Return the entries below verbatim. Pictures stay out.

======== The data ========

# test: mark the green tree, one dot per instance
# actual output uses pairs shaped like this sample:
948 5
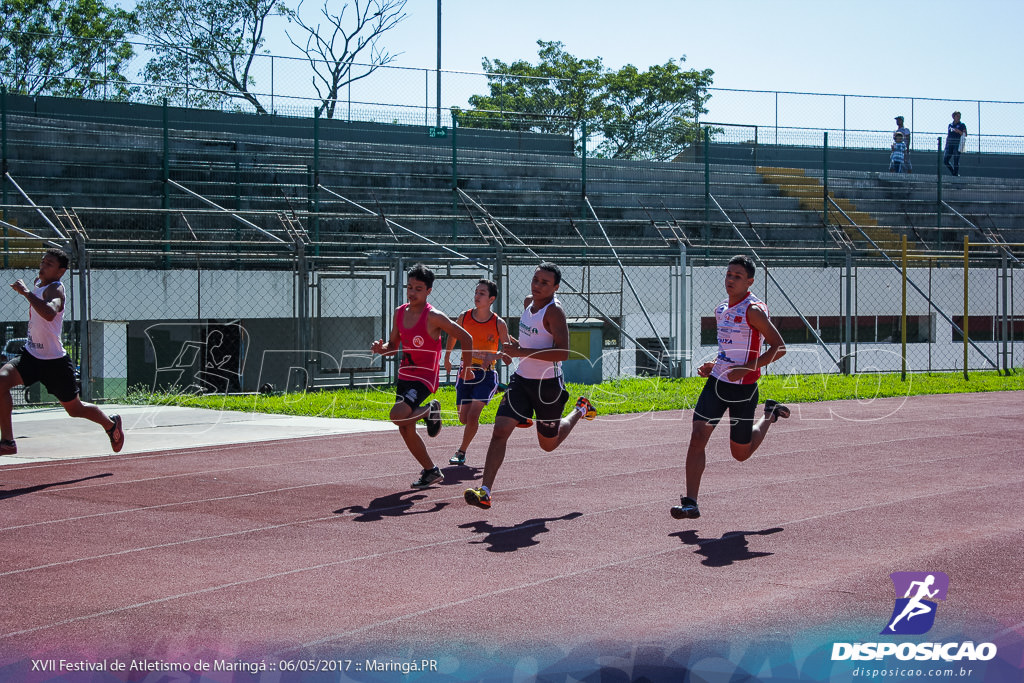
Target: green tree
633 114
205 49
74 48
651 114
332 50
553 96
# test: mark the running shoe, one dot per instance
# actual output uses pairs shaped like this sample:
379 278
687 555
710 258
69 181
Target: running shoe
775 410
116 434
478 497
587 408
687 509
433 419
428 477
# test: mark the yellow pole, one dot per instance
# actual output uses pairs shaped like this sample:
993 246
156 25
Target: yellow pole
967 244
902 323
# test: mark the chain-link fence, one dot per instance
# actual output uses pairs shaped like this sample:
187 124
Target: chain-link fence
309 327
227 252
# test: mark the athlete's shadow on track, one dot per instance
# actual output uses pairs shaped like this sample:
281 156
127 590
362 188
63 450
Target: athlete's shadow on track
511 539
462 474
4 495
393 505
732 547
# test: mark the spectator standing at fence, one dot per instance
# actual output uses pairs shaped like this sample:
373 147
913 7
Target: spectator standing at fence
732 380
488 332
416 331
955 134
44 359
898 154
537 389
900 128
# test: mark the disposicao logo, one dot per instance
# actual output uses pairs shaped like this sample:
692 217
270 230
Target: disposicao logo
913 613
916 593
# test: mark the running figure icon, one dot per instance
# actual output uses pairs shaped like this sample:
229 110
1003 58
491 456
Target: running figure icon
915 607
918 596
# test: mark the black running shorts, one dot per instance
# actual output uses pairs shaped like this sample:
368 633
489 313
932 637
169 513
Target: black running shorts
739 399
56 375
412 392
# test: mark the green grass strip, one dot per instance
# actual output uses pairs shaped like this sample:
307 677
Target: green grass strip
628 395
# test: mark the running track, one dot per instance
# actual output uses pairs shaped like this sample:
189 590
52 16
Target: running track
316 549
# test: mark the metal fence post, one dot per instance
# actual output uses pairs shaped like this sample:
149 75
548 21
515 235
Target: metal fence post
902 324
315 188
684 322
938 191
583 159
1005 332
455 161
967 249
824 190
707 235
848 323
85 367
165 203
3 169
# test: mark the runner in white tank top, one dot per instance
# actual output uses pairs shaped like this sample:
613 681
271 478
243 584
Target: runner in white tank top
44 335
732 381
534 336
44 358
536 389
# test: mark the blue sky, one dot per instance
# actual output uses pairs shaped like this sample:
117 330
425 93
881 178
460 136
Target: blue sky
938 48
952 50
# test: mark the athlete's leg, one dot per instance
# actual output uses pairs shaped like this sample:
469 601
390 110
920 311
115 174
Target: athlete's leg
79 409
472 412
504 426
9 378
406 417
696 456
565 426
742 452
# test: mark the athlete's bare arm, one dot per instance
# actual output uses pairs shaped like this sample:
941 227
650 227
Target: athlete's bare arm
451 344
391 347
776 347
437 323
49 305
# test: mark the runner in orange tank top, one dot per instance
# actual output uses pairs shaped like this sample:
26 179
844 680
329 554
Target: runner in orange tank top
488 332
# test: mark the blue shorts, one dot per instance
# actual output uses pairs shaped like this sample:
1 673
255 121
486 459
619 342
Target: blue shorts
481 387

========

> Expected output:
# test: mark the green tree, one dot per instance
# actual output uses pairs shaped like this sample:
948 5
Target: green tree
633 114
205 49
74 48
651 114
332 50
553 96
# test: mark the running shoe, one dot per instance
# actual output uses pairs shaped like this sample:
379 278
687 555
710 258
69 181
Target: running shoe
775 410
116 434
478 497
587 408
687 509
433 419
428 477
# test: mark the yellow pole, one dot per instance
# actual output uses pairs shaped like this sample:
993 246
156 25
Target: yellow pole
967 244
902 323
# test: mark the chain-link fence, one dot per instance
# actual output uses pairs shaped like this sample:
187 124
Target: chain-link fence
309 327
227 252
# test: mark the athlete's shadow on track, one dot per instance
# actual output uses pairs shaped like this sample:
281 156
127 590
362 188
63 450
Target: athlete's shadow on track
511 539
462 474
4 495
393 505
732 547
# test: mark the spectator standing at fence, one dot per instance
# actual output uses pairs shaped like this sample:
373 147
913 7
Target: spectator standing at fence
732 380
488 332
416 331
955 134
44 359
898 154
537 389
900 128
# test: mark the disposicao logo, one dot per instance
# actual output uses pairs shaped like this sample:
692 217
270 230
Target: disposicao logo
913 613
916 593
# test: mark the running figure icon, one dot per instance
# actual output uses pairs shaped like this sample:
229 110
1003 58
491 456
Target: running figure icon
915 607
918 596
# test: mark the black running shorts, one dot per instance
# actual output uses pairs shaped like this sample:
368 633
489 313
932 637
169 513
Target: black running shorts
739 399
56 375
412 392
# test: mark the green grass strip, one dot per instance
# actual output uses pairs shaped like this sample:
307 677
Target: green grass strip
628 395
# test: mark the running track, one dot per instance
# actual output uses pairs shaped like this sample:
189 590
52 16
Target: running track
316 549
# test: mark the metal fence post, one dot per instance
# actual output uses pairs shaped like this sample:
149 75
548 21
515 235
Target: metal fence post
902 324
315 188
684 322
938 191
583 159
1005 332
455 161
967 249
824 190
707 235
848 323
85 367
165 203
3 169
# test: mark the runner in white tank top, one dot per instance
# actual output uses pairs shaped like this sample:
613 681
271 478
243 584
Target: runner in white tank top
44 335
732 381
534 336
44 358
536 389
# test: mark the blue sky, one dot per instance
# actual output uses pairs shaped like this sample:
117 330
425 93
881 178
460 136
Target: blue sky
938 48
952 50
# test: mark the athlete's leg, one dot per instance
# actual output uses pairs shaped like this sample:
469 601
390 110
920 311
115 174
Target: athlete's leg
79 409
472 412
504 426
9 378
406 417
696 456
565 426
742 452
# test: mark the athlete's bare arm, one dot per instance
# actual output uses pairs shaped like this sample:
941 227
650 227
Target: athlete's bare arm
451 344
391 347
776 347
437 323
49 305
# test: mark the runner in orange tank top, one dot per instance
# actual output uses pairs shaped like this sample:
26 179
844 680
329 554
Target: runner in orange tank top
488 332
# test: mark the blue shorts, one dot per instance
# actual output uses pairs shaped like this sample:
1 673
255 121
486 459
619 342
Target: blue shorts
481 387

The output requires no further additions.